_CONSIGNE_
Repérez dans les entrées ci-dessous chaque ligne contenant la chaîne « approximate », en tenant compte de la casse, puis recopiez toutes ces lignes.

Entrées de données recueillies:
——————
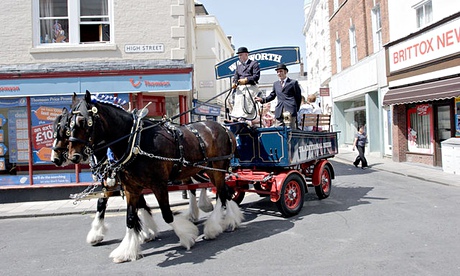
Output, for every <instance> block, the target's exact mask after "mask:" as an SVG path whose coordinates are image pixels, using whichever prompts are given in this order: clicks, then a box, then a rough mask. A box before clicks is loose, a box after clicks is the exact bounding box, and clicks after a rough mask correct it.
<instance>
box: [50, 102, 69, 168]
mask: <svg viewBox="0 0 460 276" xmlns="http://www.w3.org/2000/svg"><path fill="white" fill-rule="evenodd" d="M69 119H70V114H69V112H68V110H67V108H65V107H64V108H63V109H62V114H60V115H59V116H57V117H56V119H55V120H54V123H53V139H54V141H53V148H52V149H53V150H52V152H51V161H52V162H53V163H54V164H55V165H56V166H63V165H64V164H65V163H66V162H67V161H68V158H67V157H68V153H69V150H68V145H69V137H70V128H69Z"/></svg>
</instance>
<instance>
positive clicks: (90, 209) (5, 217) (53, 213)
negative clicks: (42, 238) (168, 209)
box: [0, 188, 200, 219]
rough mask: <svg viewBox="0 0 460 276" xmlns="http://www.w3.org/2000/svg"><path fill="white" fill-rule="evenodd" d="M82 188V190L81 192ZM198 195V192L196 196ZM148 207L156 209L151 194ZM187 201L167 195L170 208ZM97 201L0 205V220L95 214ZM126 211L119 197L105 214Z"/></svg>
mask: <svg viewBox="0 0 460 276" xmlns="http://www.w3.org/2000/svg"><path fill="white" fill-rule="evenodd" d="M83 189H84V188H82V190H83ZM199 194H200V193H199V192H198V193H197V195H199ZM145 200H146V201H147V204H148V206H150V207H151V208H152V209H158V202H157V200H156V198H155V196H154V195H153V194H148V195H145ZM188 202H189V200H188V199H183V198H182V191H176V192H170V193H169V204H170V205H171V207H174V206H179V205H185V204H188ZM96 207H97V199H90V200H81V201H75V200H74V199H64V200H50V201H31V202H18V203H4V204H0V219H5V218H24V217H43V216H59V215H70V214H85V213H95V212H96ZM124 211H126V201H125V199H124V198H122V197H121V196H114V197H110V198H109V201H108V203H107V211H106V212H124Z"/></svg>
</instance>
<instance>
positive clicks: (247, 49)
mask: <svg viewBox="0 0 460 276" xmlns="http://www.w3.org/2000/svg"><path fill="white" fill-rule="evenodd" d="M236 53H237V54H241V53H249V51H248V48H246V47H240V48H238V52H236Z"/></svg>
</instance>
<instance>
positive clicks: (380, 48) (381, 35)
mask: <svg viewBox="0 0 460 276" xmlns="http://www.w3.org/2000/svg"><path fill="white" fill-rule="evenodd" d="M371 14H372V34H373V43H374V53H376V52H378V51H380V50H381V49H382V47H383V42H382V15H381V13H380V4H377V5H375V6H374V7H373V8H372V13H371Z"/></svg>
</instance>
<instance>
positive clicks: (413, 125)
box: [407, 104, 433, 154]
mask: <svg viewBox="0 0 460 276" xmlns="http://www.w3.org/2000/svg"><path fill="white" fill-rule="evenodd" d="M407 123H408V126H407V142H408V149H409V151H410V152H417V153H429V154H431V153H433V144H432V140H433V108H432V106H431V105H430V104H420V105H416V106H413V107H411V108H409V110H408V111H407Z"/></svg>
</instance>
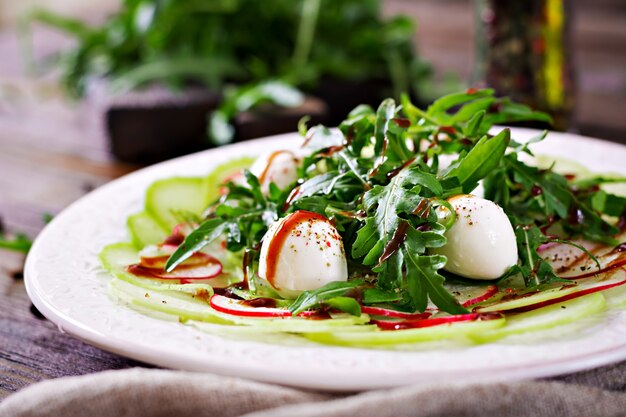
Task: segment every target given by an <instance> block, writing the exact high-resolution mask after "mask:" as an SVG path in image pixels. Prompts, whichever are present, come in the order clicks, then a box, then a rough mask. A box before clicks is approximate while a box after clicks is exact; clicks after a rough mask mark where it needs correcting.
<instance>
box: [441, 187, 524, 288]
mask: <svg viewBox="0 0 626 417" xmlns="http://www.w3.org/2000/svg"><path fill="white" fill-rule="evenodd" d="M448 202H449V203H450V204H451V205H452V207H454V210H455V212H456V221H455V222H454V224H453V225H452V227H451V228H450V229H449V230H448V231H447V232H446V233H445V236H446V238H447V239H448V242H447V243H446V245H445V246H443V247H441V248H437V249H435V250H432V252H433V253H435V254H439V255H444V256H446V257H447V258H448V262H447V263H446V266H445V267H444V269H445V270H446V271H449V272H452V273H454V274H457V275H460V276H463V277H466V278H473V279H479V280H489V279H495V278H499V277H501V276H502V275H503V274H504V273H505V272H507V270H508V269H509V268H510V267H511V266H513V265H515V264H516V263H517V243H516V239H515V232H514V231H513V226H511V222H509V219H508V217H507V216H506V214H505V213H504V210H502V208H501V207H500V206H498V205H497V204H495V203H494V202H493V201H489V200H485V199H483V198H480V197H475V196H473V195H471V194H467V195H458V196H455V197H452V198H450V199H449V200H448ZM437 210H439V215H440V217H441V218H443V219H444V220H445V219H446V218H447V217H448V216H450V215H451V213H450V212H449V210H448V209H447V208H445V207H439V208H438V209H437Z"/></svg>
——————
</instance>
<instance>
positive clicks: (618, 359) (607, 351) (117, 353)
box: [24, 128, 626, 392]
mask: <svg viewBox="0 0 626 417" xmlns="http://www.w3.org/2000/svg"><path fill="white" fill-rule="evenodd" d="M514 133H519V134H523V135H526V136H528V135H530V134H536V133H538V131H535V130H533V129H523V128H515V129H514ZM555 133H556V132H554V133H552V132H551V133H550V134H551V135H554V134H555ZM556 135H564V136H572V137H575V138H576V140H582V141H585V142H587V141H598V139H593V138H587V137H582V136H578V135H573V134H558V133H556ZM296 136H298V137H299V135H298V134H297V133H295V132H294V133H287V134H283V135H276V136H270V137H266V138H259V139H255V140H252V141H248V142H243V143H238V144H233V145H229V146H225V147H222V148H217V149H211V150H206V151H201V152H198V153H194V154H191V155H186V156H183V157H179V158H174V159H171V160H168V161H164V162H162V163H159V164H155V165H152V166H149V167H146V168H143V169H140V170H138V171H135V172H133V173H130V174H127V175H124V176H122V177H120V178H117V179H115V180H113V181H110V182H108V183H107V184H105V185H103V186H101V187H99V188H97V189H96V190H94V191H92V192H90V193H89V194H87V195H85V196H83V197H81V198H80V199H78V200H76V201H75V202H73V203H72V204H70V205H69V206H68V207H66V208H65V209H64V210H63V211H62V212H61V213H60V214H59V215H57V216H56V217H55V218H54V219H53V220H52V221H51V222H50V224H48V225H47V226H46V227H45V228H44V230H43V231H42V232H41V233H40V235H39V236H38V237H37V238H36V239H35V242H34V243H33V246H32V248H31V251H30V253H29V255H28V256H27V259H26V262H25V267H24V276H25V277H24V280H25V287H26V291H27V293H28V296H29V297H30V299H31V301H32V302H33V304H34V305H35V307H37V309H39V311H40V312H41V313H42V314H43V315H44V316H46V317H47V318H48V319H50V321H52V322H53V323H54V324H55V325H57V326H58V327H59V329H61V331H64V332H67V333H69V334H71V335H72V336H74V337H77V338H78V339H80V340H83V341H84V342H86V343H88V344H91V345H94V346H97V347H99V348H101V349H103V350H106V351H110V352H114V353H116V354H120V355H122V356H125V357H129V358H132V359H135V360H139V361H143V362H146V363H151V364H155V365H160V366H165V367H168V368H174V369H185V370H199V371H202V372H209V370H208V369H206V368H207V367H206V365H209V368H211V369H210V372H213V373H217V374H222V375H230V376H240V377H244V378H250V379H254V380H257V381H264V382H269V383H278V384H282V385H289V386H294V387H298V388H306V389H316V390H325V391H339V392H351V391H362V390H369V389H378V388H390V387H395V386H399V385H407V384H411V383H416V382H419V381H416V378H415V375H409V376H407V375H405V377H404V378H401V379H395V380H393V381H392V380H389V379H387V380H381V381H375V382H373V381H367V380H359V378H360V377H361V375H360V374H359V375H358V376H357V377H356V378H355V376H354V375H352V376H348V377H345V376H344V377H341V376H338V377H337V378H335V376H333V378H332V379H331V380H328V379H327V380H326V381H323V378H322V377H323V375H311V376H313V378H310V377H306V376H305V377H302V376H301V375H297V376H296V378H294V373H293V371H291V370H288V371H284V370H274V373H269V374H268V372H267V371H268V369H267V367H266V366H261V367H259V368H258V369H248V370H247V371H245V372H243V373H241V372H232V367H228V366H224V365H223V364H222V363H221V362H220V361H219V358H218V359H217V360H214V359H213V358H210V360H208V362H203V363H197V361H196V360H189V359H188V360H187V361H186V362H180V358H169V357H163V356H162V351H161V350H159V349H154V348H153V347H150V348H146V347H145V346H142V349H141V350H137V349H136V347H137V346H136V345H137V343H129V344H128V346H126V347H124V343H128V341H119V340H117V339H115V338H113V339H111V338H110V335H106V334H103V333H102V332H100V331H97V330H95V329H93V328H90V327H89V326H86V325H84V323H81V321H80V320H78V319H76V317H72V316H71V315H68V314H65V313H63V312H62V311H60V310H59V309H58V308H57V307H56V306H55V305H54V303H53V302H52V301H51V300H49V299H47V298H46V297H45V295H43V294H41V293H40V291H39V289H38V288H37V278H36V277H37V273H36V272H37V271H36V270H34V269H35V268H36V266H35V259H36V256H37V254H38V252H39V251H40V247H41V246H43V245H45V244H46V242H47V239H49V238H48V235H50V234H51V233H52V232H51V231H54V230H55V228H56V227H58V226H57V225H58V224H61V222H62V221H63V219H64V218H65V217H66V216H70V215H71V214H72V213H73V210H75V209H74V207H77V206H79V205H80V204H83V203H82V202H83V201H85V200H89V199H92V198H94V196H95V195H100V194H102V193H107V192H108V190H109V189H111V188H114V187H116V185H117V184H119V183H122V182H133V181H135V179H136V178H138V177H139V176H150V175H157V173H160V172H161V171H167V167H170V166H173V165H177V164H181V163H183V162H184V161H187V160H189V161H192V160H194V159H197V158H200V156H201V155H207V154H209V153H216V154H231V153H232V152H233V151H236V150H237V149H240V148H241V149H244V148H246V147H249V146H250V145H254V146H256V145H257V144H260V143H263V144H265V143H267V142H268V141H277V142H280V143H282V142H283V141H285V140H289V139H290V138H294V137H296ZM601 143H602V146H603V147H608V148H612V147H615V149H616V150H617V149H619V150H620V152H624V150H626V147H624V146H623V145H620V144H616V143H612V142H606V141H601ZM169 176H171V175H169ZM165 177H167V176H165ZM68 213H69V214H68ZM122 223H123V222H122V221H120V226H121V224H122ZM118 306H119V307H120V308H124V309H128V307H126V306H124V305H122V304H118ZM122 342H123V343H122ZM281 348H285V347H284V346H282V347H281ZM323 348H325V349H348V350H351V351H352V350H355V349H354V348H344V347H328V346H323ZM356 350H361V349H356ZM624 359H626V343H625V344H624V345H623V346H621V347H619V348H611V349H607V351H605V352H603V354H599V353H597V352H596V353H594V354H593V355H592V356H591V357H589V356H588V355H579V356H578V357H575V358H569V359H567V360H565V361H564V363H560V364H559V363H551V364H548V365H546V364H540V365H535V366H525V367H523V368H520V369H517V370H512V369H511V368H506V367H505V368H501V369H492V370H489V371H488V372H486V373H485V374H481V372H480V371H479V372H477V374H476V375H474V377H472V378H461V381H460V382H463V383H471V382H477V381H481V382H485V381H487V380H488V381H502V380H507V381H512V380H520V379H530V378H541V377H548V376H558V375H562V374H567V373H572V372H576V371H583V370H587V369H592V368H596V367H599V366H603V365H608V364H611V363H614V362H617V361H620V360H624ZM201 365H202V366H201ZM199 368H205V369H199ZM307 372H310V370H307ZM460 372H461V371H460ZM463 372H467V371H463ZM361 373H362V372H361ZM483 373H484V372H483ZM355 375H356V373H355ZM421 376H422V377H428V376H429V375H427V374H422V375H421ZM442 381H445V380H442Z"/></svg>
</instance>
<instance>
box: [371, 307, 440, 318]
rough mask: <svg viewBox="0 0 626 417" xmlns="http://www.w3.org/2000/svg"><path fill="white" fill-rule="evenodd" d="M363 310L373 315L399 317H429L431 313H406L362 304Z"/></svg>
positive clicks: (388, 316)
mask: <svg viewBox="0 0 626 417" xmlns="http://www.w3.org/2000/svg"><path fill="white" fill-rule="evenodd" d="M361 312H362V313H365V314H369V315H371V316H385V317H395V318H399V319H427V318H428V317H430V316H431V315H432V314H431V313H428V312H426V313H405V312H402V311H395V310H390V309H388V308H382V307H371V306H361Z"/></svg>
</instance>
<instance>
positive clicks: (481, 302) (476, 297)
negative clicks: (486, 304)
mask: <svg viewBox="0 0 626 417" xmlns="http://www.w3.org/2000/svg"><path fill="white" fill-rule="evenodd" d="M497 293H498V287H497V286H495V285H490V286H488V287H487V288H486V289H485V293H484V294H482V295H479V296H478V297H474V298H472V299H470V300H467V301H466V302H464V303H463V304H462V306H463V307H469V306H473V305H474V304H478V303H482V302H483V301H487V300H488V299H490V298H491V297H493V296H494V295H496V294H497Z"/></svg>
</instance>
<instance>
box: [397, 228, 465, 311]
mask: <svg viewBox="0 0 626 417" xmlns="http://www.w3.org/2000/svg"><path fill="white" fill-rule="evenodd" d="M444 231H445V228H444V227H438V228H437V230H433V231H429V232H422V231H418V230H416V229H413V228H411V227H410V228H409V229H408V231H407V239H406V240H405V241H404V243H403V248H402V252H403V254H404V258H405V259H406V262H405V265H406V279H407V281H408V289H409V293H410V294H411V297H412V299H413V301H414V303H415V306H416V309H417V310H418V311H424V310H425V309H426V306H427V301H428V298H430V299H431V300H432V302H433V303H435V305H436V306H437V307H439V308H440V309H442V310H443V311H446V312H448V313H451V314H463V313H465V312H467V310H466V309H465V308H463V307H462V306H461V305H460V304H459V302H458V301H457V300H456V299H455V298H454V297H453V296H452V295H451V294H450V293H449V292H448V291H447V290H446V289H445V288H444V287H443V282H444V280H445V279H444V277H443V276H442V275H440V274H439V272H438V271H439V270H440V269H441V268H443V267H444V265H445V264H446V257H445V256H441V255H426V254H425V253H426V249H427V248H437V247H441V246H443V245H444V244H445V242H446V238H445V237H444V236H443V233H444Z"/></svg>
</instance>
——————
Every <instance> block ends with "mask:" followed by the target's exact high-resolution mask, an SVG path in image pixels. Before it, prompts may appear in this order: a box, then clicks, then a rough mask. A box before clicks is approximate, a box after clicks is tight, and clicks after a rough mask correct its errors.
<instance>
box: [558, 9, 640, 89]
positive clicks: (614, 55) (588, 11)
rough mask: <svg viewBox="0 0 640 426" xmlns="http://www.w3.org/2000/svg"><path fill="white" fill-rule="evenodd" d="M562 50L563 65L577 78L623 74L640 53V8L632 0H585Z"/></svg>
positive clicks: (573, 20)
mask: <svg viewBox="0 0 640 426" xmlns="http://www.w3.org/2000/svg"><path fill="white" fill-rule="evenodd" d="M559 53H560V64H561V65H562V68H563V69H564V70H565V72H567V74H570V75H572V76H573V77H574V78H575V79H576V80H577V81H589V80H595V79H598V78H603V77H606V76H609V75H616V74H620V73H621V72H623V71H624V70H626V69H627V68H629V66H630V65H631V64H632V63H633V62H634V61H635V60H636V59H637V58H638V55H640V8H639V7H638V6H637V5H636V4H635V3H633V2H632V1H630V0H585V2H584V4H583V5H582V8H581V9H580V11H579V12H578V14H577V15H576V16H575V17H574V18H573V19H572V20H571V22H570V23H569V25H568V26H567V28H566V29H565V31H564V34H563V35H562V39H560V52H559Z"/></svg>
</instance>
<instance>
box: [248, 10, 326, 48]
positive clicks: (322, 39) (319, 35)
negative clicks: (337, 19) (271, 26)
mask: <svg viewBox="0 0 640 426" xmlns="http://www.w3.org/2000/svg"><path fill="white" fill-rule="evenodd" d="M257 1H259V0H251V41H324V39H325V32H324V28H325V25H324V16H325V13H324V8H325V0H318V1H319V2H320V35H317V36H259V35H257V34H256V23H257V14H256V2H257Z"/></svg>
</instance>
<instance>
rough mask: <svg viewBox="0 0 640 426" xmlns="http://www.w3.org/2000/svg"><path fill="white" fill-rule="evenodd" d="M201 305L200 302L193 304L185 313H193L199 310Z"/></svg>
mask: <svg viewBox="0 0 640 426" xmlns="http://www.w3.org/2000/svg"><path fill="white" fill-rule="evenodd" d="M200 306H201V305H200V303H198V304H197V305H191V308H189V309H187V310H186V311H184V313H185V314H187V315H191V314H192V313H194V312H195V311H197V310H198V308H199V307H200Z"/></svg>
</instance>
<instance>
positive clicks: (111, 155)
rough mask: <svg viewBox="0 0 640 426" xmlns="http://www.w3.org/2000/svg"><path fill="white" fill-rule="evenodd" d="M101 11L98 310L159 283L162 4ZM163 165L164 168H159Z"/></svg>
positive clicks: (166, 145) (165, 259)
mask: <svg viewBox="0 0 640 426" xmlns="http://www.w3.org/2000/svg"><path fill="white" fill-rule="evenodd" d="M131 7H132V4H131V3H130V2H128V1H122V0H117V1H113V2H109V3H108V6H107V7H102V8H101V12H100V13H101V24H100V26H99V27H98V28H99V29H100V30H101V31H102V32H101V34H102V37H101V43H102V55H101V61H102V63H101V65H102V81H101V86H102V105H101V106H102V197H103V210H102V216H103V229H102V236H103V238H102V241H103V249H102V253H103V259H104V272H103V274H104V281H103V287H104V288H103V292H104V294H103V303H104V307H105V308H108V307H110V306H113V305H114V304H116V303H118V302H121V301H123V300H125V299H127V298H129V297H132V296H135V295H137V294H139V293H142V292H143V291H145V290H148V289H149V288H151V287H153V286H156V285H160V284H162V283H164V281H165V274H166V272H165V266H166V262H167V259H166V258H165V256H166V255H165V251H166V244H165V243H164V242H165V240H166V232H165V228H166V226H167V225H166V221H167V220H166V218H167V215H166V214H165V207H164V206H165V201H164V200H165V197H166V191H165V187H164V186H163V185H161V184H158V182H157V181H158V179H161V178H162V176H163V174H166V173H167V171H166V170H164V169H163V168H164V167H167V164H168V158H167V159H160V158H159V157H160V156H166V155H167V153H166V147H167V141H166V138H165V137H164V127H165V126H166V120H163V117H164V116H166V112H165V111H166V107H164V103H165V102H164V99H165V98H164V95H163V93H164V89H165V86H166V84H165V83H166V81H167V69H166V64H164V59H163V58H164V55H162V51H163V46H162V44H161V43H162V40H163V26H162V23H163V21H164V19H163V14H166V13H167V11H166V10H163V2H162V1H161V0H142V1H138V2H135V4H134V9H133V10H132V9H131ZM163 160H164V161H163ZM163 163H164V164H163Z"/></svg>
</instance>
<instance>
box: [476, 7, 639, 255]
——————
_RÉSULTAT OBTENU_
Task: segment every target given by an <instance> block, writing the exact high-resolution mask after "mask:" as an SVG path in image pixels. Prompts, whichever are present, come in the order clicks, then a box, then a rough mask. A box before clicks is approximate while a box after clicks is exact; clicks after a rough mask mark where it needs correcting.
Every <instance> block ends with "mask:" followed by the target's exact high-resolution mask, an SVG path in image pixels. Before it, prompts may appear in this order: a box, then clicks, then a rough mask. A box before clicks is approximate, a box after clicks is tight, and clicks after a rough mask correct its errors.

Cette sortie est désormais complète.